• [Exercise directions]:
Please answer from the forum thread on morality: to which section does the first poster ask an admin to move the post?

[[ Source document, beginning ]]

Reply Sun 10 Jun, 2007 08:04 pm
If the Philosophy Forum decides on an experiment involving a cat and a flamethrower for no higher purpose than that it relishes incineration, and the result is a very crispy cat corpse, most people would like to think that the Philosophy Forum had just committed an act of grave villainy. Luckily for the Philosophy Forum (which does just that), a group of soulless, analytical philosophers rush forward and, sporting expressions of desperate triumph, demand that our accusers show the world exactly where the immorality lies in kitty's torching. Realization quickly dawns on the bastions of morality, as they struggle to extract from this "evil doing" the substance of immorality, finding that what they thought was such an obviously immoral act defies even their most impressively vigorous rantings.


So, is morality, and thus immorality, "real"? If good and evil really are real, what is the nature of their being? If morality is not real, can we avoid the trap of moral relativism?

[EDIT: Whoops! Looks like I posted this in the wrong forum. If one of the admins could move it to the Ethics section I'd be much obliged.]
 
Mr Fight the Power
 
Reply Sun 10 Jun, 2007 08:41 pm
@TK421,
There is no morality, only preference.
 
boagie
 
Reply Mon 11 Jun, 2007 10:09 am
@Mr Fight the Power,
TK421,Smile

"So, is morality, and thus immorality, "real"? If good and evil really are real, what is the nature of their being? If morality is not real, can we avoid the trap of moral relativism?"

[[ Source document, end ]]
[[ Record set, beginning ]]

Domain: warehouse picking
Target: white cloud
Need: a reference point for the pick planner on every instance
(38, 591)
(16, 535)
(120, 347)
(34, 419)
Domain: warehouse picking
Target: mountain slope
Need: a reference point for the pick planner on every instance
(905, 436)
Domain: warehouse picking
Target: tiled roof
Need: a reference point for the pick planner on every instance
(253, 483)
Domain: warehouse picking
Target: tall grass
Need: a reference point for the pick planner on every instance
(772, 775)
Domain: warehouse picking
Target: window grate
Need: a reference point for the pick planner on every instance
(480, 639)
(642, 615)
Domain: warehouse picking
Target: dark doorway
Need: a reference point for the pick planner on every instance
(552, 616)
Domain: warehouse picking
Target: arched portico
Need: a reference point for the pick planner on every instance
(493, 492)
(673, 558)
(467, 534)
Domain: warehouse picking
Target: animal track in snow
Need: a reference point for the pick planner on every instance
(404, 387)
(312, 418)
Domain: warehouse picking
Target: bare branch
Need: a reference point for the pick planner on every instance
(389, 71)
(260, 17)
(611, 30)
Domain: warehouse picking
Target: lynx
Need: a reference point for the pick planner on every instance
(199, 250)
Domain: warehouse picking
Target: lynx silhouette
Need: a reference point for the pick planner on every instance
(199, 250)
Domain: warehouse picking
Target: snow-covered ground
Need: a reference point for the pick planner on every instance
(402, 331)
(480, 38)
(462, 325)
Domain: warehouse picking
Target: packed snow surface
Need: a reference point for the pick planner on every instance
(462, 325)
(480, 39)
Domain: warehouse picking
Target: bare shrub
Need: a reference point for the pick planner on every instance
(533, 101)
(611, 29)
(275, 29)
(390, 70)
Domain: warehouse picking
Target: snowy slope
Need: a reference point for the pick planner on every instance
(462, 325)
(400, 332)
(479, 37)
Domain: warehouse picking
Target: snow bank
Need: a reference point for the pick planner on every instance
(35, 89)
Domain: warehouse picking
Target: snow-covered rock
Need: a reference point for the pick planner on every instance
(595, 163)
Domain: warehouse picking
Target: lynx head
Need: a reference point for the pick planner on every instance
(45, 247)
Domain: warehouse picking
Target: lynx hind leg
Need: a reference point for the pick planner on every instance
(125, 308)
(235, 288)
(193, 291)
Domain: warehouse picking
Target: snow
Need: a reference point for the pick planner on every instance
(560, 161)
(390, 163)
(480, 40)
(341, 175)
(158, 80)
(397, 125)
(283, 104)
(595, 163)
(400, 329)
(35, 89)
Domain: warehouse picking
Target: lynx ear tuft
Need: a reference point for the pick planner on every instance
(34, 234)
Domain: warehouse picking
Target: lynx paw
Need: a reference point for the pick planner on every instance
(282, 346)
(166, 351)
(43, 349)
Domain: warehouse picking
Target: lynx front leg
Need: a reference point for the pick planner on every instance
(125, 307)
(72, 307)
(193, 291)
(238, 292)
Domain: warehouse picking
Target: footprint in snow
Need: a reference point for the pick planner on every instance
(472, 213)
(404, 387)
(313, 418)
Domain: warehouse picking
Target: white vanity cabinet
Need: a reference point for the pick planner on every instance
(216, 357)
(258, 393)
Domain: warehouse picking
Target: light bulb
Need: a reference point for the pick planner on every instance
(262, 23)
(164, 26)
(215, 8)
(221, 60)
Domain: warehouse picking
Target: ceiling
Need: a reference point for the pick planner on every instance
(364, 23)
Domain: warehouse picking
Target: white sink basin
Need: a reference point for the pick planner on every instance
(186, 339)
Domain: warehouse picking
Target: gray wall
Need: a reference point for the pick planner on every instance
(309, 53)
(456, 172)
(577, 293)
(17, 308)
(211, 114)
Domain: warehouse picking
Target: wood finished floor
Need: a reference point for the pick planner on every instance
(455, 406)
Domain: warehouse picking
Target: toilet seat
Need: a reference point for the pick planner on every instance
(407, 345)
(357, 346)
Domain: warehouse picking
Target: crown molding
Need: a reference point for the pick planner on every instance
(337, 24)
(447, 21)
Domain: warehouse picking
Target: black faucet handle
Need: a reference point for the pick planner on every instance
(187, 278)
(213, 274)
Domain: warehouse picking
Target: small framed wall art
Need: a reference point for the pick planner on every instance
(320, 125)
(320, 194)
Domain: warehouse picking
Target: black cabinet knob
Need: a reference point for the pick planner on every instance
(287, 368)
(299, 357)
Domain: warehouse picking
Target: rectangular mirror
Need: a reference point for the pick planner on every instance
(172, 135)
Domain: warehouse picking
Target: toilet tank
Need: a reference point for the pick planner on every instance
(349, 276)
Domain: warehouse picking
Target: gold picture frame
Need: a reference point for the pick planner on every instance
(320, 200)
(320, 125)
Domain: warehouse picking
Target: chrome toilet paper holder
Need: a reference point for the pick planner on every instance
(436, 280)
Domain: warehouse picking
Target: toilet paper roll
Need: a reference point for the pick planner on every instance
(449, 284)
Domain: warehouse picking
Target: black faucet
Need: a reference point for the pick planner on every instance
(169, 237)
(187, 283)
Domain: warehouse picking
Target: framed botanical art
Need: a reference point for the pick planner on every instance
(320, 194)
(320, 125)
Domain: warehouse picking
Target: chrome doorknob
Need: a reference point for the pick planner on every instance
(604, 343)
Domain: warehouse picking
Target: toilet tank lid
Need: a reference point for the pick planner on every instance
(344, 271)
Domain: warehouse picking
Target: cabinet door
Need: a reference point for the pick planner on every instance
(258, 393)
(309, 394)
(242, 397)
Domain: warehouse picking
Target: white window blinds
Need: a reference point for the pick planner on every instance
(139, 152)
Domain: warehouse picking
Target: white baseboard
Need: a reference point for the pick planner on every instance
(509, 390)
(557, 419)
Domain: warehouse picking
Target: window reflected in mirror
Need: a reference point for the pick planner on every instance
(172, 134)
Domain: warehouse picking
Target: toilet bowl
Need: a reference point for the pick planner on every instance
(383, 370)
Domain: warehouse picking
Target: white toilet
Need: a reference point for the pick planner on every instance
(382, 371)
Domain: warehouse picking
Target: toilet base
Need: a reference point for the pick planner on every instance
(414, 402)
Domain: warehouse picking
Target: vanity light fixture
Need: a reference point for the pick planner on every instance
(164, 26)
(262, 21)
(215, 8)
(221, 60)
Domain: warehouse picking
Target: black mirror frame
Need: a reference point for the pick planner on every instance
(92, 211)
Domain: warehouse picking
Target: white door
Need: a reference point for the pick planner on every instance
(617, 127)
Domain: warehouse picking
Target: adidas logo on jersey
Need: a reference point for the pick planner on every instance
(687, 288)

[[ Record set, end ]]

• [Solution below]:
The Ethics section.